[Provided passage]:
--------
I still have every LEGO I’ve ever received, going back to 1979 or so. As it
happens, my parents moved across country the summer after my freshman year of
college (which was fairly local to where I grew up) and they offloaded the
trunks and totes to me, originally intending to save them until I was “grown
up”, and I’ve hauled them around since, adding to the collection. Never even
considered selling them off.

I’m not crazy about all the cross-branding these days and still have a soft
spot for a bit of creativity in building real-life parts out of more standard
pieces. Last week I picked up an early 70s set (#730) at a vintage store for
$20. It’s amazing how basic the pieces are.

------
timonoko
"In 1958, the modern brick design was developed". Very strange, because I
definitively had Lego bricks pre 1960 in Finland. I even had some special
bricks with wheels and lamps. I tried to operate the Lego lamp from 220 volt
wall socket, but it destroyed the lamp and burned the wires.

------
martin_a
Needs a 2013 in the headline. Also: All links are dead.

------
TAForObvReasons
> New sets can sell for up to $500 retail

The current ceiling is $800 [https://www.lego.com/en-us/product/millennium-
falcon-75192](https://www.lego.com/en-us/product/millennium-falcon-75192)

------
ChrisCinelli
This is a very well researched article. Personally I liked when there were
less type of parts and you could combine them with your fantasy. These days
there is an overflow of types. Almost multiple special bricks for every set.

------
gattr
Me and my brother also played with Lego since late '80s (and we too didn't
have many sets). Once we moved from "Castle" to the simple "Technic" ones, I
kept dreaming about getting one day the Supercar set or one of the largest
ones with pneumatics... and then in, my later teens, I discovered programming
- which turned out to be the ultimate, highest form of DYI activity.

Nevertheless, it's interesting to watch people who kept working with Lego into
adulthood; e.g., I spent quite a few hours watching Sariel's YT videos.
--------
[Exercise inputs]:
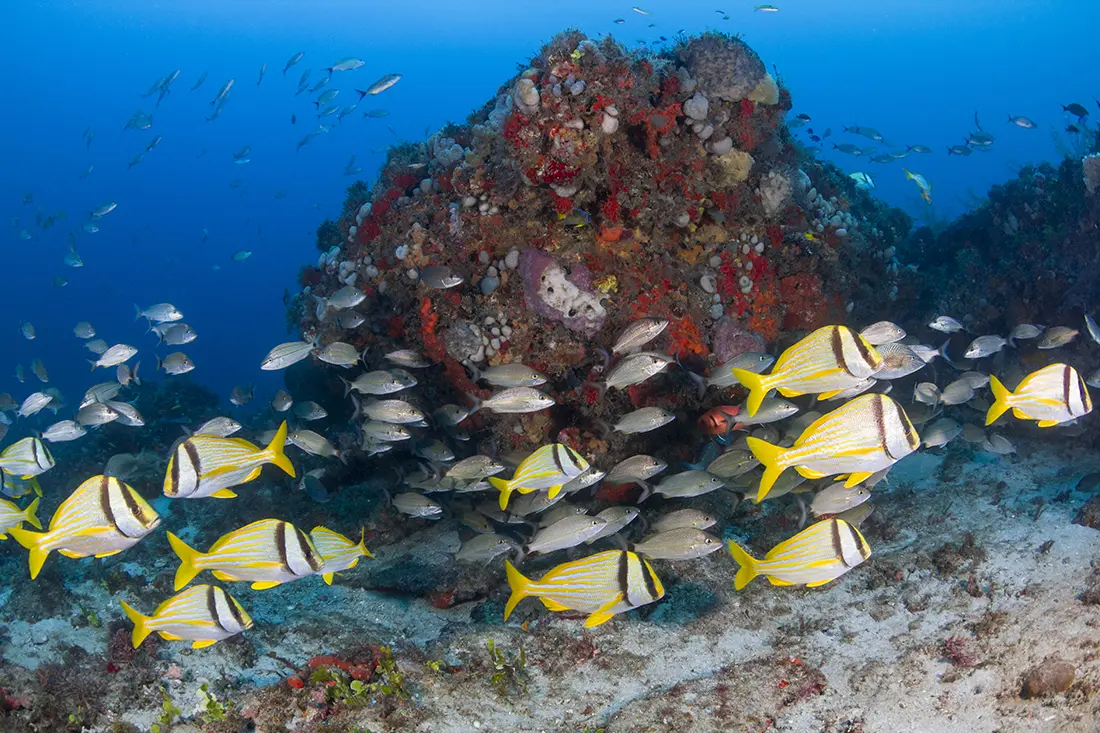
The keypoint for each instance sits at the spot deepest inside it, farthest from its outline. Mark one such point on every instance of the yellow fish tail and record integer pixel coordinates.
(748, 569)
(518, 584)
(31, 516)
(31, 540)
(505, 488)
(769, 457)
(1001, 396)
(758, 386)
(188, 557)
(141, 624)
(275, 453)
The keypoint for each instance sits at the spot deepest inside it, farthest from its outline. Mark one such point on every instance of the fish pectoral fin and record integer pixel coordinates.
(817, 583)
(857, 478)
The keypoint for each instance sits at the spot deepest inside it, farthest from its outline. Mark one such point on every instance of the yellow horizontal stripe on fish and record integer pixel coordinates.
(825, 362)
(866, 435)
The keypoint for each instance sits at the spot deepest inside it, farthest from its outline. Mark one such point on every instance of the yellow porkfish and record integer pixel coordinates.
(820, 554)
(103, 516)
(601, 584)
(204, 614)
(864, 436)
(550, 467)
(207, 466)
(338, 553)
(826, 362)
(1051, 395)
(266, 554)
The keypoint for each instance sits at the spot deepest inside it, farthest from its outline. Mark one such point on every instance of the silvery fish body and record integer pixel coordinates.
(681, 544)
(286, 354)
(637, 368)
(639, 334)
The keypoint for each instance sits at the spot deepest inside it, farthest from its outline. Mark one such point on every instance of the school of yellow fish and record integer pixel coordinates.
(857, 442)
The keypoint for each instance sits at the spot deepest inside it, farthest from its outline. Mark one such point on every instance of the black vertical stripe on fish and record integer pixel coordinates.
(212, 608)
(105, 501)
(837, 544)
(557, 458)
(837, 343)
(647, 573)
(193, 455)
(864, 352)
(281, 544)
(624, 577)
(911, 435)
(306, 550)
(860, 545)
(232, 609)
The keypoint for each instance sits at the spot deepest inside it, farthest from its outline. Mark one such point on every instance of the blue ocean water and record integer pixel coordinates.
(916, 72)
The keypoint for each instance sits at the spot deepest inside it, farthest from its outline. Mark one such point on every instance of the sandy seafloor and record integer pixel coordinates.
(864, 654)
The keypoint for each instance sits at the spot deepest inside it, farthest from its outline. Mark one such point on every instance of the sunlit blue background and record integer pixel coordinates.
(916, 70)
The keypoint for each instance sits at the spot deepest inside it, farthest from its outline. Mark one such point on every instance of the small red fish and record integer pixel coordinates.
--------
[Brief 1]:
Answer these from the LEGO thread:
(a) How much did the commenter who bought the early 70s set (#730) pay for it?
(b) What happened when timonoko operated the Lego lamp from a 220 volt wall socket?
(c) What current ceiling price does TAForObvReasons give?
[Brief 2]: Reproduce the records word for word, from the line containing "of the black" through the end of the records.

[Task output 1]:
(a) $20
(b) It destroyed the lamp and burned the wires.
(c) $800

[Task output 2]:
The keypoint for each instance sits at the spot deepest inside it, farthest from its outline. Mark one such point on every instance of the black vertical stripe on fish and record integer pixel coordinates.
(212, 608)
(105, 501)
(837, 544)
(557, 458)
(837, 343)
(647, 573)
(193, 455)
(864, 352)
(281, 544)
(624, 577)
(911, 435)
(306, 550)
(860, 545)
(232, 609)
The keypoint for each instance sits at the spot deepest inside it, farthest from its outline. Mark one such point on every instance of the blue ocean water and record integer pixel coordinates.
(916, 72)
The keypoint for each instance sits at the spot deepest inside it, farthest from its outline. Mark one such point on every instance of the sandy seafloor and record integer pixel coordinates.
(864, 654)
The keypoint for each instance sits at the spot deepest inside it, farthest from its outline. Mark one such point on every instance of the sunlit blue background and record integer pixel coordinates.
(916, 70)
The keypoint for each instance sits at the spot deepest inside it, farthest from its outline. Mark one such point on every instance of the small red fish and record integer pixel coordinates.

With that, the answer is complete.